The Senate Judiciary Committee voted 7-3 Wednesday in favor of House Bill 1211, which now heads to the full Republican-dominated Senate.
The measure would ban dilation and evacuation abortions that the legislation calls “dismemberment abortion.” It would make it illegal for doctors to use instruments such as clamps, forceps and scissors to remove a fetus from the womb unless there's "serious risk of substantial and irreversible physical impairment of a major bodily function" to the woman.
Doing so would become a felony punishable by one to six years in prison.
Abortion rights groups argue that banning the procedure would wrongly interfere with private medical decisions.
The House approved the bill in February on a 71-25 vote.
During the committee hearing, Sen. Greg Taylor raised concerns about the language in the bill tangling the state in another legal battle. The Indianapolis Democrat noted similar measures in other states have been challenged and found to be unconstitutional.
“We’re going to have another lawsuit,” Taylor said, “and for those with the (American Civil Liberties Union of Indiana) here you go, again, you’re going to be able to win another case and win some more money.”

*Extracted information*:
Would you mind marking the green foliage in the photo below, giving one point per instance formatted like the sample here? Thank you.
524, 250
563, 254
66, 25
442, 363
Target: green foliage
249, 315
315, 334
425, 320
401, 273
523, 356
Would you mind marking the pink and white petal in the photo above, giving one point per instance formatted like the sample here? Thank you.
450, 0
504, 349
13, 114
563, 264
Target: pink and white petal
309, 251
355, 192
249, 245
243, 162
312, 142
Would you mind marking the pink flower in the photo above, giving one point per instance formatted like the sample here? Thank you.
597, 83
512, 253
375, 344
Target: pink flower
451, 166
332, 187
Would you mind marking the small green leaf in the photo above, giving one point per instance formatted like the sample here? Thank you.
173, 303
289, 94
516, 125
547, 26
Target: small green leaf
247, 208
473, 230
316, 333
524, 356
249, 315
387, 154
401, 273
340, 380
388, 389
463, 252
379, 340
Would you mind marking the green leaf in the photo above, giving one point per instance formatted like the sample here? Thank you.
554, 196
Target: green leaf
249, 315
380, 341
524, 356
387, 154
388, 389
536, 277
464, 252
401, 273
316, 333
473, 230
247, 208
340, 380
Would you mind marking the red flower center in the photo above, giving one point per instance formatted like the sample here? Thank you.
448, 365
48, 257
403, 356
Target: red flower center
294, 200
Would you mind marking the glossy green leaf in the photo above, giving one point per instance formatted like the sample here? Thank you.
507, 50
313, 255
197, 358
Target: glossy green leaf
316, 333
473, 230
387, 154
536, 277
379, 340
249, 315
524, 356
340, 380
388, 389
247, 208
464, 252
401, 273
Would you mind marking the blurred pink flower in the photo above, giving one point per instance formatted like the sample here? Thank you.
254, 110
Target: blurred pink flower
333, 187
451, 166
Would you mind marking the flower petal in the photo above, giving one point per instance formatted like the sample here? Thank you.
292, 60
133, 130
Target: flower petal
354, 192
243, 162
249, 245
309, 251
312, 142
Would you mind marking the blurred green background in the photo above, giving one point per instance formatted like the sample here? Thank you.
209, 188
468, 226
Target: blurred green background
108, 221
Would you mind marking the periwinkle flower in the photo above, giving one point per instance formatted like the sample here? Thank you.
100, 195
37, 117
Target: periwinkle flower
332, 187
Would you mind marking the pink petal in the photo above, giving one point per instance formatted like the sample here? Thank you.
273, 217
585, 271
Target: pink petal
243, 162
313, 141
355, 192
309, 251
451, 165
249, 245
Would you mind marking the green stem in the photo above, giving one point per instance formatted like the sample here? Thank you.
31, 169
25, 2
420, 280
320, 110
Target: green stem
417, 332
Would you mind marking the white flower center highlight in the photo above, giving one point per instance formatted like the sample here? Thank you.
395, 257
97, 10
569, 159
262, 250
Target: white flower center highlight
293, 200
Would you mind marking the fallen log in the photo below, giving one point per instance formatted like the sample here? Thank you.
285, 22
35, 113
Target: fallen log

*Apply what you read*:
1 - Rewrite the part of the abortion-bill article that begins at the words "Doing so would" and stops after "a 71-25 vote.", using "misdemeanor" in place of "felony".
2 - List the instruments that the abortion-bill article says doctors would be barred from using to remove a fetus from the womb.
3 - Write the next part of the article on the Indiana abortion bill, following on from its final sentence.

*Results in order*:
1 -
Doing so would become a misdemeanor punishable by one to six years in prison.
Abortion rights groups argue that banning the procedure would wrongly interfere with private medical decisions.
The House approved the bill in February on a 71-25 vote.

2 - clamps, forceps, scissors

3 -
Senate Minority Leader Tim Lanane, D-Anderson, echoed Taylor. He called the process “legislating to litigate” and noted since 2011 Indiana has paid more than $3.8 million in attorney fees to the ACLU of Indiana, and since 2015 the state has paid more than $1.4 million in taxpayer dollars to “litigate these fruitless pieces of legislation.”
Already the state has a petition for writ of certiorari pending at the U.S. Supreme Court, trying to reinstate another law that was overturned by the Southern Indiana District Court and the 7th Circuit Court of Appeals. The law, which was part of HEA 1337 that passed in 2016, places restrictions on the disposal of the fetal remains and prohibits abortions on the basis of the fetus’ gender, race and genetic abnormality.
Justices have relisted the petition for a ninth conference Friday.